◆ Prompt: When you print the material, keep every line identical to the original.
[Supplied records — start]
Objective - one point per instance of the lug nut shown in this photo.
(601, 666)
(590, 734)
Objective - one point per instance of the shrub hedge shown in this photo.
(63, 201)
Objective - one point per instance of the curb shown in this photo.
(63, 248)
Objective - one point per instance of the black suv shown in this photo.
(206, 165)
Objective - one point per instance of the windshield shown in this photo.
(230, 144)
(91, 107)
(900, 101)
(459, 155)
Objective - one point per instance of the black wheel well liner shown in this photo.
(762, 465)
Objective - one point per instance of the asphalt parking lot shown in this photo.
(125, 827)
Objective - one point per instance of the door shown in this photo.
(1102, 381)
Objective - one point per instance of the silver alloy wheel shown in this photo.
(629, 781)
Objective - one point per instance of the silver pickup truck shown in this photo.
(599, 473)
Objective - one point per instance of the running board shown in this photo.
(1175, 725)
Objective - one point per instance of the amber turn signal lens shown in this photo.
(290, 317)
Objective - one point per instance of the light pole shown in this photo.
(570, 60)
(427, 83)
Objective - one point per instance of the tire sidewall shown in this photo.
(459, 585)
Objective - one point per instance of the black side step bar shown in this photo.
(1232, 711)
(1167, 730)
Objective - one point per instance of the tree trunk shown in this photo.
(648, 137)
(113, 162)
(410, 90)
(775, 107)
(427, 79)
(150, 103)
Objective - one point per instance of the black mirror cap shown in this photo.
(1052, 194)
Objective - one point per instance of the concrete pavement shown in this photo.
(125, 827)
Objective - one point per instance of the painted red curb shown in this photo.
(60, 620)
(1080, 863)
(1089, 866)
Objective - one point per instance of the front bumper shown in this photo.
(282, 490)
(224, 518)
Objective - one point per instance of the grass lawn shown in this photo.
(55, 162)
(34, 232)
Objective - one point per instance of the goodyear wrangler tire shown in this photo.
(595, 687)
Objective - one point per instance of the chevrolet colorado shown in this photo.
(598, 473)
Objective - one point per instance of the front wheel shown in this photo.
[Supplied records — finish]
◆ Reply to the task:
Objective - one point per instance of the lug nut shown in this photo.
(601, 666)
(590, 734)
Objective - one point per instance of the shrub hedge shown in this photo.
(63, 201)
Objective - one point per instance of the curb shown in this photo.
(63, 248)
Objective - one point per instance of the black suv shown in this photo.
(206, 165)
Objective - one point per instance of the windshield shown in this photo.
(230, 144)
(91, 107)
(900, 101)
(459, 155)
Objective - one point per instance of the black wheel well liner shown in this photo.
(762, 465)
Objective - one point per instance of the asphalt parking lot shown in this photo.
(125, 827)
Objective - one point per instance of the door shown in this photo.
(1102, 381)
Objective - one point per instance of the silver alloy wheel shown in this photo.
(629, 781)
Objective - one point per instance of the silver pickup truck shown in this photo.
(599, 473)
Objective - one point per instance of the running board shown in this photo.
(1175, 725)
Objective - one point per instance of the amber turn signal lens shown in this photo.
(290, 317)
Objective - one point per instance of the light pole shown in this photo.
(570, 60)
(427, 83)
Objective - one point per instance of the tire sidewall shown in this photo.
(459, 585)
Objective - one point per instance of the black side step bar shown in this photo.
(1232, 711)
(1167, 730)
Objective - one point per instance of the tree trunk shown in this photo.
(648, 137)
(113, 162)
(410, 90)
(775, 107)
(427, 79)
(150, 103)
Objective - one point per instance of the black mirror cap shown in this photo.
(1052, 194)
Objective - one point per instance of the concrete pavement shown in this photo.
(125, 827)
Objective - one point per instance of the painted red curb shown in this photo.
(60, 620)
(1080, 863)
(1089, 866)
Objective - one point per instance of the front bumper shown in this photo.
(282, 490)
(224, 518)
Objective - one point per instance of the grass lawn shown in this photo.
(55, 162)
(34, 232)
Objective - one point per instance of the goodyear wrangler tire shown in this photo.
(595, 687)
Objective - one point per instance of the chevrolet colorado shown in this photo.
(598, 473)
Objective - one point per instance of the front wheel shown in this photo.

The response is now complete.